Whether it’s a full-sugar soda or a diet version, it doesn’t matter; this bubbly beverage is considered acidic to the body and, as a result, is damaging to your dental health. “Drinking plain water is the best choice for your teeth. If you’re drinking something acidic and taking sips from it all day and night, that’s not good. Drinking through a straw may help a little, but the liquid eventually gets around your whole mouth,” says Harms. Skip the soda and opt for seltzer if you need to get a fizzy fix.
10. Balsamic Vinegar
Salads are a great way to fill your diet up with fresh produce–but that pour of balsamic may do a number on your teeth. Not only is balsamic dark in color, but it’s rather sticky and will latch onto teeth, which can lead to staining if it’s not brushed away soon after eating.
Whether you enjoy them in your morning veggie juice or consume them whole, beets can be incredibly staining to the teeth. The most important action you can take against them is to brush your teeth shortly after eating. Alternatively, you can also try pairing them with foods that are less damaging to your mouth—like cheese! “There are some studies that show things like cheese may help to reduce acids in the mouth,” says Harms.

● List of tasks
(a) List every food or drink that the passage on foods that affect teeth offers as a better choice or a helpful pairing for your teeth.
(b) Continue the passage on foods that affect teeth, starting after its final sentence.

● Records supplied
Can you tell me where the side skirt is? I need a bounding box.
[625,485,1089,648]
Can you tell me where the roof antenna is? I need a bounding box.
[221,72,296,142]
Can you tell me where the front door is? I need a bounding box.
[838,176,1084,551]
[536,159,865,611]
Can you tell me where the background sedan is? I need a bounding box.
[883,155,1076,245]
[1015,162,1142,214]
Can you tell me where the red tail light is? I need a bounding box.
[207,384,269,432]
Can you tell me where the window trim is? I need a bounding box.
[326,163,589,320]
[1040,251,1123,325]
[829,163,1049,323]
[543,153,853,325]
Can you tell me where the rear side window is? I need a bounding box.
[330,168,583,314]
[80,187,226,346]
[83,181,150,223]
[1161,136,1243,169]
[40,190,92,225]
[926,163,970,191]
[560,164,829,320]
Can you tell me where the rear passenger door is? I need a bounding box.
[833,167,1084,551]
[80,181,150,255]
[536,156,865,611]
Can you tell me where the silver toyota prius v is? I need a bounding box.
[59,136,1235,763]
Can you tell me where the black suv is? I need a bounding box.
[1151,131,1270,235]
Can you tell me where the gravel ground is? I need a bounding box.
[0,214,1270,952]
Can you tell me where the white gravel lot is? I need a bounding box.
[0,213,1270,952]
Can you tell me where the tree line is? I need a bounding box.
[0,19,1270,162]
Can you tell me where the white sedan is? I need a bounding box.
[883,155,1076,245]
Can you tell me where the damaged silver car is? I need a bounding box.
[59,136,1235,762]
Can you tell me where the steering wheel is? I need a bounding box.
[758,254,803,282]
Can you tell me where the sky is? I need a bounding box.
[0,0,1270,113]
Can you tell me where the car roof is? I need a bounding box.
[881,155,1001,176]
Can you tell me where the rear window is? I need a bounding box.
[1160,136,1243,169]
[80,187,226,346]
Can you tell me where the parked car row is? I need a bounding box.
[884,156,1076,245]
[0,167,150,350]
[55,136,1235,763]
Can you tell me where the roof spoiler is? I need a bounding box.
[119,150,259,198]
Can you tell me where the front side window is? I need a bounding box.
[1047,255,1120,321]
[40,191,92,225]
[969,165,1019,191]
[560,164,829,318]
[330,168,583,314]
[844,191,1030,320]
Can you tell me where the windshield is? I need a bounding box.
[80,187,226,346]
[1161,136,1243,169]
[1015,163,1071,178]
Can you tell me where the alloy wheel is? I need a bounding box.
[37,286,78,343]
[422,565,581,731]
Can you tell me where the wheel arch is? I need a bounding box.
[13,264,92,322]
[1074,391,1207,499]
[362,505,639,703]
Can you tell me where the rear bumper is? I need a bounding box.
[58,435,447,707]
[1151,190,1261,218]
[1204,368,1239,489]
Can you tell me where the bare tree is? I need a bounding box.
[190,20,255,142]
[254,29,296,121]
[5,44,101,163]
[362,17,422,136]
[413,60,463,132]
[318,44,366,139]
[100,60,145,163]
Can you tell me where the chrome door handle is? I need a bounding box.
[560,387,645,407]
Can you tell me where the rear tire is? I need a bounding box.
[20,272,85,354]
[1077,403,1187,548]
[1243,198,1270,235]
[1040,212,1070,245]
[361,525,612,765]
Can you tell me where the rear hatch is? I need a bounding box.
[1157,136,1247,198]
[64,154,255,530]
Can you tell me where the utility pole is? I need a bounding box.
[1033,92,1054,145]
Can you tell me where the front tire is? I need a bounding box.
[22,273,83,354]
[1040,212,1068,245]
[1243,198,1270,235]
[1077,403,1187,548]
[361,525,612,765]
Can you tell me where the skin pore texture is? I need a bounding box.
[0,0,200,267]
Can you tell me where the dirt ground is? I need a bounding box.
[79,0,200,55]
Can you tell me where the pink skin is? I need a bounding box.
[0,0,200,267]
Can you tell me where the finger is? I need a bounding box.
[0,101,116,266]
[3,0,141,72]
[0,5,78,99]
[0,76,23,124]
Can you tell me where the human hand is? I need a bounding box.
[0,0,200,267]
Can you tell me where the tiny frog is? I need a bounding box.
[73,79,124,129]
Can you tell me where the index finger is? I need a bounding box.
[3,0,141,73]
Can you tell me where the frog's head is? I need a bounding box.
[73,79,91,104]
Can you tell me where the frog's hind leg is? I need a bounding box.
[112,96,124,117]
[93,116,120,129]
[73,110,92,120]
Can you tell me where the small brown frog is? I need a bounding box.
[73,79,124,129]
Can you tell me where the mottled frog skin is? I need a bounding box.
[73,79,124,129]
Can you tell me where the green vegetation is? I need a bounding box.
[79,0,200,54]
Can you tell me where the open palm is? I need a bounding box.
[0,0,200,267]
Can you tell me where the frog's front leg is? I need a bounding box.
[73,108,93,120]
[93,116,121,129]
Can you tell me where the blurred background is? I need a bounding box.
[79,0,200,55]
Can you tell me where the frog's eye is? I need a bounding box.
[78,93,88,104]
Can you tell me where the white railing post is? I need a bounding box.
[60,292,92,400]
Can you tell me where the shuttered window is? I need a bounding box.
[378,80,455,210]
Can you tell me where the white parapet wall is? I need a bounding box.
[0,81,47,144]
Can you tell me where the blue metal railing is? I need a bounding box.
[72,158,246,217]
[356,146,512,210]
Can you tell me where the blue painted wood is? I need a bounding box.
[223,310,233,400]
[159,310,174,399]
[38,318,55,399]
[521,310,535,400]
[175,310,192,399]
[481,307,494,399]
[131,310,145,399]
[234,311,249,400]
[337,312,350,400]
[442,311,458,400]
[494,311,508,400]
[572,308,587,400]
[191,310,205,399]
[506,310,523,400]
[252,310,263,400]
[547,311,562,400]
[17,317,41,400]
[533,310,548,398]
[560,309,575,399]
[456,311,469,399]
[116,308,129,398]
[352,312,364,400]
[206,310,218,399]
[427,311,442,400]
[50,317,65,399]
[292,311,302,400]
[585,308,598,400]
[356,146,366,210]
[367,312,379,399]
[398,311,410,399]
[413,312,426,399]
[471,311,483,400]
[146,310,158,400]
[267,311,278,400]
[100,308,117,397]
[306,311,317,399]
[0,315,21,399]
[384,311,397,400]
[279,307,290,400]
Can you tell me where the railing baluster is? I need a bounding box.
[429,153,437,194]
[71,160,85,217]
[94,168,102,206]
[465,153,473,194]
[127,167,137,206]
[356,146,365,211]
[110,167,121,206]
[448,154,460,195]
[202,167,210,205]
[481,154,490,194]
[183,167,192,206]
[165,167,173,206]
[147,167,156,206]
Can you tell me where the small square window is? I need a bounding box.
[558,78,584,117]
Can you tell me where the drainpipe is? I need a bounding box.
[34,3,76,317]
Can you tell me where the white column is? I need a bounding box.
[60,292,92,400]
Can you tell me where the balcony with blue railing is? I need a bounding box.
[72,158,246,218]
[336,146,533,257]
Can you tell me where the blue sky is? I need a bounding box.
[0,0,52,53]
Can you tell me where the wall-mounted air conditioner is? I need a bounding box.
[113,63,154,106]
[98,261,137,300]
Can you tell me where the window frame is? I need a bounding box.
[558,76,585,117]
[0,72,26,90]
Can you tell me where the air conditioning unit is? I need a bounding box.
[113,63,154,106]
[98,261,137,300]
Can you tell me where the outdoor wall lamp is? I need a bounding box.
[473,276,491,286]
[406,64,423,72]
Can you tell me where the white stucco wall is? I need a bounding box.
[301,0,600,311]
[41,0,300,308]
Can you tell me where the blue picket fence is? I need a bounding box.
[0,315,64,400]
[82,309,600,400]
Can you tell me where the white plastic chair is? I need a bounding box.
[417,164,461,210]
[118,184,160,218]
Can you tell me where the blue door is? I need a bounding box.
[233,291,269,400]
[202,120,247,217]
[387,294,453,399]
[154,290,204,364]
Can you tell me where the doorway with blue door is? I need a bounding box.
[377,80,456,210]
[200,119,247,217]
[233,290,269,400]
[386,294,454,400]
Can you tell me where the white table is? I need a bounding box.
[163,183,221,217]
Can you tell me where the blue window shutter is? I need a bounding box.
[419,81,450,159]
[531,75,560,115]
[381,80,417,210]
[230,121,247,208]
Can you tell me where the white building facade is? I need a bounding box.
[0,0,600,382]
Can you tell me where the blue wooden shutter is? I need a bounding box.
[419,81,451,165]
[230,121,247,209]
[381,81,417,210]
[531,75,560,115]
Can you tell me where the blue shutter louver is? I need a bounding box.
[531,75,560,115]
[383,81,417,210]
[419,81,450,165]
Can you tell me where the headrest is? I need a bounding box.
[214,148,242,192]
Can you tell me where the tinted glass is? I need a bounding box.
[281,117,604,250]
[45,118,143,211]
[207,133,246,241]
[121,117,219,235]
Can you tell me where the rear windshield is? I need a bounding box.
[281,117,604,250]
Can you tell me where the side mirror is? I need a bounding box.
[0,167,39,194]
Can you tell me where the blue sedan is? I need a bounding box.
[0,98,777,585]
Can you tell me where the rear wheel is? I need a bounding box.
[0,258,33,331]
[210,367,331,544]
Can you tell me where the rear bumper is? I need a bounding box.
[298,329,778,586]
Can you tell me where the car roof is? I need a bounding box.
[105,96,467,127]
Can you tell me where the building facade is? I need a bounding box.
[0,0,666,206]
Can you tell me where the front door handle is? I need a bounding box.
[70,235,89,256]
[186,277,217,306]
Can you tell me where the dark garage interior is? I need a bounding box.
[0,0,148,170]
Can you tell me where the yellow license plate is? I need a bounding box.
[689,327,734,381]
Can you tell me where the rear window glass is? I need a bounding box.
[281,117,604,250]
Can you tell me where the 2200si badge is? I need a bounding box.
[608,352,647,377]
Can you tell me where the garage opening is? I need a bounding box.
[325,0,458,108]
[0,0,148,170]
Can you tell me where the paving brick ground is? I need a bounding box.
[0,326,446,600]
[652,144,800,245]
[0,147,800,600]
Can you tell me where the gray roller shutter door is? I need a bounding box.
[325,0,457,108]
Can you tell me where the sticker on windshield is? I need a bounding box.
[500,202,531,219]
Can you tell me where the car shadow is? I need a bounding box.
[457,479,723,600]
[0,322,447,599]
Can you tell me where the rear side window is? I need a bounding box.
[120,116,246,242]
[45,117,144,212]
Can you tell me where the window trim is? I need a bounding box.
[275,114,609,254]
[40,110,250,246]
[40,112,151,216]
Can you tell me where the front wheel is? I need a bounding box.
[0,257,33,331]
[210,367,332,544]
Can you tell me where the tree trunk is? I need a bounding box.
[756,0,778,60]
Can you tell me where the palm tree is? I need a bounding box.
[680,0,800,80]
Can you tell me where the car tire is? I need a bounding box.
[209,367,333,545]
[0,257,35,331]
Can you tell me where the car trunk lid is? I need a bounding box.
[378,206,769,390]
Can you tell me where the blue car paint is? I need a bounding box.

● Response list
(a) Plain water, seltzer, cheese

(b)
12. Ice Pops
Popsicles may be lower in calories than other dessert options—but due to their sugar content and fruit juice base, they may steal the radiance from your smile. If you need something to curb your sweet tooth and occupy your mouth, chewing on some sugarless bubble gum can help. Gum is especially handy when it comes to mindless eating that often occurs when you’re bored or glued to the television. “Chewing sugarless gum can help increase your saliva production, which helps to neutralize and counteract those acid attacks,” says Harms.
Some research suggests sports drinks are even more harmful to your smile than sodas. Researchers from New York University found that excessive consumption of these types of drinks can weaken and damage the tissue in your teeth because of a combination of acidic components, sugars, and other additives. Water is king when it comes to hydration and a healthy, shiny mouth.
If wine will turn your smile dark, then you better believe its main ingredient will do the same. Grapes are deeply pigmented fruits and may cause staining when eaten often. If you keep a good toothpaste on hand, however, you’ll be able to fight against those stains more effectively.
“It’s the mechanical brushing away of the plaque that’s important for healthy teeth. If you’re brushing away the sticky plaque that’s on your teeth with a fluoride toothpaste, that’s the best thing you can do,” says Harms.
Hot water with lemon in the morning has become a staple of healthy celebs and health-conscious folks alike. But the truth is that citrus fruits like lemon or lime are highly acidic and can erode the enamel on your teeth—in turn, revealing yellow tissue below the surface. “You really want to minimize your teeth’s exposure to acidic foods. The acid will eat away at your teeth,” says Harms. On the plus side, lemon is a diuretic and can help you beat bloating.